* **Условия задания**
Перепишите записи от строки с «Place a point on the arched» до строки с «<point>215,249</point>» включительно, заменив «light switch» на «wall switch». Всё остальное оставьте без изменений.
====
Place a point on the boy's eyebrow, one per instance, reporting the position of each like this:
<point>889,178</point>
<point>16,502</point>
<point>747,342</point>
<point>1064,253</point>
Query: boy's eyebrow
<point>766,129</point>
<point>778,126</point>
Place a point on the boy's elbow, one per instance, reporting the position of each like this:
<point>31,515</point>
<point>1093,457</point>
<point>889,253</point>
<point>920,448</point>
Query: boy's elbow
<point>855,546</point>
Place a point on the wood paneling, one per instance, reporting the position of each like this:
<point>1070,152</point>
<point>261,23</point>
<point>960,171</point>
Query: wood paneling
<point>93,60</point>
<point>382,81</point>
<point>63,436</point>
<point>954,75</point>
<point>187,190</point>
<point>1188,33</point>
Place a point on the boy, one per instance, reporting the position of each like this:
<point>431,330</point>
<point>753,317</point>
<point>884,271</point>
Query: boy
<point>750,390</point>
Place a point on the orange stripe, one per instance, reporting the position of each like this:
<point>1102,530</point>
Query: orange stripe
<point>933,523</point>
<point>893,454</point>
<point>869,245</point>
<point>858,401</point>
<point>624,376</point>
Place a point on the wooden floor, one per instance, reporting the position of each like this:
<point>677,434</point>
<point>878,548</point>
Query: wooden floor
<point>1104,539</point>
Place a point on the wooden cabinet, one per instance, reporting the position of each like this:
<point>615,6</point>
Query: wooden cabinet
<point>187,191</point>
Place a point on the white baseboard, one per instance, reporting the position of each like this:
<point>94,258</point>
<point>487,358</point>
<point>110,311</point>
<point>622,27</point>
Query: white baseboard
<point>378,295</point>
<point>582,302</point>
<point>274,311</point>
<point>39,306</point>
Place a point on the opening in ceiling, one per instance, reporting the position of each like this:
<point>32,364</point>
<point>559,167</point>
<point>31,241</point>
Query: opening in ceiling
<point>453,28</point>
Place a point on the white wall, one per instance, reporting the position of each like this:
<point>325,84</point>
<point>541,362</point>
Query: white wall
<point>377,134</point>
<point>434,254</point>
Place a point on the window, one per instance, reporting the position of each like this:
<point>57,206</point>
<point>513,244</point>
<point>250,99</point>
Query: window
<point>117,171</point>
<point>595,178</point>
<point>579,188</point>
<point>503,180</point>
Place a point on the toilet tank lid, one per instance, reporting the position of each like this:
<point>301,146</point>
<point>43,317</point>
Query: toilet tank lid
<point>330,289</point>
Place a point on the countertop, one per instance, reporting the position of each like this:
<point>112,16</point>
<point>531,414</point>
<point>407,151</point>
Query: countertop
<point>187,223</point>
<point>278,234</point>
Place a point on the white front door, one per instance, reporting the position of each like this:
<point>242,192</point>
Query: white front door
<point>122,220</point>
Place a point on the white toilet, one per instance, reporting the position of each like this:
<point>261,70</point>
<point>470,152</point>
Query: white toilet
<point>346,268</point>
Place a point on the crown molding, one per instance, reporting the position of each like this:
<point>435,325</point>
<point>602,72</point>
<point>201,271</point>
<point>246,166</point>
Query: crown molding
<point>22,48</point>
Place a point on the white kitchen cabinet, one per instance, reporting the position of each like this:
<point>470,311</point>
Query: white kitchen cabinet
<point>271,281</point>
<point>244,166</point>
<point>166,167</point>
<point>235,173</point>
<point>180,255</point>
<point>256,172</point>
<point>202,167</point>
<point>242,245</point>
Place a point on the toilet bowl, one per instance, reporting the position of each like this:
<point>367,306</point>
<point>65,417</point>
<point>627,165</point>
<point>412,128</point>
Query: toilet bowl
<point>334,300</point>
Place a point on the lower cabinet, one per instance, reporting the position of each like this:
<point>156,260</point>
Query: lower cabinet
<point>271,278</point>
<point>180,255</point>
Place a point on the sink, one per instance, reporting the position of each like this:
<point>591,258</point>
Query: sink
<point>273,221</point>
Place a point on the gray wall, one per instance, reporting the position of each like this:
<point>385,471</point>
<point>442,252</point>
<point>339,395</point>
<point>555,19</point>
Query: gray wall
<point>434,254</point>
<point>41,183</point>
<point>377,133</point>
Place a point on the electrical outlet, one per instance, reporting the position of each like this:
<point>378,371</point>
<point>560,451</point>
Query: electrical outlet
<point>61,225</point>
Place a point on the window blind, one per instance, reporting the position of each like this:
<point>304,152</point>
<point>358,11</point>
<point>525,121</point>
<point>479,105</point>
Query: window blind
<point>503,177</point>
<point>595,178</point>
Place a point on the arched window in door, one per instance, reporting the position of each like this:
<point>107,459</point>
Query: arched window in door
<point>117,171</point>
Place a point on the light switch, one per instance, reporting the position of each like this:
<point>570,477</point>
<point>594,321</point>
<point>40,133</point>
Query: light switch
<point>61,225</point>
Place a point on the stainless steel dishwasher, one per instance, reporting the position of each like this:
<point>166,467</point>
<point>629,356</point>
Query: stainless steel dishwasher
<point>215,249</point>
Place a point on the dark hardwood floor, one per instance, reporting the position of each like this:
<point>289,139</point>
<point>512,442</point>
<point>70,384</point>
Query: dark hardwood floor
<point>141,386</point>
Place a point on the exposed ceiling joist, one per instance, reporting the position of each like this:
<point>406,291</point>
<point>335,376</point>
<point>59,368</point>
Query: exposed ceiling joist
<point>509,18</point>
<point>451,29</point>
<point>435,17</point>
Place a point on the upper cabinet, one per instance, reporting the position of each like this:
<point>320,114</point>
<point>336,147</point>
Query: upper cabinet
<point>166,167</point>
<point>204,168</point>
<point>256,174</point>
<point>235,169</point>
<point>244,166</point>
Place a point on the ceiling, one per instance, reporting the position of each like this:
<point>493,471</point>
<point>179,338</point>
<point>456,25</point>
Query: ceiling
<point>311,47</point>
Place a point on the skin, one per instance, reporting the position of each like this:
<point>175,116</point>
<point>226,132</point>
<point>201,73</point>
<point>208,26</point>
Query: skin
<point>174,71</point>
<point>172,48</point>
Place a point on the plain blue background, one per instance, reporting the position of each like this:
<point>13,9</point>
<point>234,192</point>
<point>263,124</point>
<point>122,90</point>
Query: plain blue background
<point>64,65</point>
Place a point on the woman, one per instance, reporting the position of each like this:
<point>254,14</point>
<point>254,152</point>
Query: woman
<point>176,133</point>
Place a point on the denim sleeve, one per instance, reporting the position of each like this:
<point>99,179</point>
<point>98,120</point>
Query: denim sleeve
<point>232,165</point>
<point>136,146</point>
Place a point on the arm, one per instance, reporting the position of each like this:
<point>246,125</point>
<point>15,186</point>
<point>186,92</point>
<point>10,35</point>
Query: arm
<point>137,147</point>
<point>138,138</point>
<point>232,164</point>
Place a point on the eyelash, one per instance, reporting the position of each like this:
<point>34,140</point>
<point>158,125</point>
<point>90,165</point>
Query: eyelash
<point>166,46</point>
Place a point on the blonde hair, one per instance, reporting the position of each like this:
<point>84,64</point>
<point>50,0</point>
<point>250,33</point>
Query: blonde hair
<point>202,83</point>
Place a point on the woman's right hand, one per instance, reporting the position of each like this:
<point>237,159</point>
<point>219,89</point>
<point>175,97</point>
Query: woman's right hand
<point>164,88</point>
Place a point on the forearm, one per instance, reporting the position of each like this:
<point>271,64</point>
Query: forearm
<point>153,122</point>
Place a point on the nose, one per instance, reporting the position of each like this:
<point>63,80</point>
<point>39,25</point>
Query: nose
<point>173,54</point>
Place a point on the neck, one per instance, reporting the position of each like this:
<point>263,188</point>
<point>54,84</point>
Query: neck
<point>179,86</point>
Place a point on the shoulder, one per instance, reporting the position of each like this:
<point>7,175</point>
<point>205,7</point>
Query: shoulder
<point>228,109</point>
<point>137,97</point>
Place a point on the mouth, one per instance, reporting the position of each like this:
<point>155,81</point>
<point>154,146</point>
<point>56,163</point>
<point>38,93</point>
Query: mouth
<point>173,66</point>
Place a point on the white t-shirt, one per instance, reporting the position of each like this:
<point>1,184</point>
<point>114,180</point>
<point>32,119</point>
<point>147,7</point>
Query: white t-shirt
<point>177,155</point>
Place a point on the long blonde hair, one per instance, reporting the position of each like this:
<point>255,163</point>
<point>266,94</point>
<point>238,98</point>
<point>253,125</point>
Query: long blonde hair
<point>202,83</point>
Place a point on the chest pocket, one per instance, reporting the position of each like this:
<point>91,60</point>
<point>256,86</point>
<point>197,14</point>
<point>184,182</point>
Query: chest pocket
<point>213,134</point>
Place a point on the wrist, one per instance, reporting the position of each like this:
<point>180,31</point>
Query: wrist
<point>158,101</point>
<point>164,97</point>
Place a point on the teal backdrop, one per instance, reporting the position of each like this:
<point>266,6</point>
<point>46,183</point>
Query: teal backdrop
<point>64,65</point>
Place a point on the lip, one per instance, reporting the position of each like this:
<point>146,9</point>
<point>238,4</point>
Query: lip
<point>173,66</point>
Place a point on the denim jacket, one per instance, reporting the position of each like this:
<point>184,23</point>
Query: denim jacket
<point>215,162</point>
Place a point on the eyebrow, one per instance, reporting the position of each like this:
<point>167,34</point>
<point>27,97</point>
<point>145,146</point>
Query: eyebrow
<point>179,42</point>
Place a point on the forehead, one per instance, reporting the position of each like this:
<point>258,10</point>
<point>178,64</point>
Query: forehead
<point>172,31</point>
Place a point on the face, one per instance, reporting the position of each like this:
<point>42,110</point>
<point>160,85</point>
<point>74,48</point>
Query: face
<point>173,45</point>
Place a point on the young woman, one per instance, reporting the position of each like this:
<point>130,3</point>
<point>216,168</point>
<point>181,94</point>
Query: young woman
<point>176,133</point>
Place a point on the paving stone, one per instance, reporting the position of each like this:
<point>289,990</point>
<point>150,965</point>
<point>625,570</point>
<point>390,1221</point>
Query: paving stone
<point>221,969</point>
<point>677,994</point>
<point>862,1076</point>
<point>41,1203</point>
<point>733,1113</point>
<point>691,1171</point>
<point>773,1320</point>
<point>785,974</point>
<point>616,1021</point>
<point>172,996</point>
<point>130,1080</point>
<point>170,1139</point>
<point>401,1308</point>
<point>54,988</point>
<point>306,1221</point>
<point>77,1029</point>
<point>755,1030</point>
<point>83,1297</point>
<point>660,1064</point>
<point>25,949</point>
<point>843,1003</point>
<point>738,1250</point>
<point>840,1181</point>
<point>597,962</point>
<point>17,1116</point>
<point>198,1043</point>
====
* **Результат задания**
Place a point on the arched window in door, one per instance, reporting the position of each like this:
<point>107,459</point>
Query: arched window in door
<point>117,171</point>
Place a point on the wall switch, one per instance, reporting the position of each like this:
<point>570,477</point>
<point>594,321</point>
<point>40,133</point>
Query: wall switch
<point>61,225</point>
Place a point on the stainless steel dishwasher, one per instance, reporting the position of each like this:
<point>166,467</point>
<point>629,356</point>
Query: stainless steel dishwasher
<point>215,249</point>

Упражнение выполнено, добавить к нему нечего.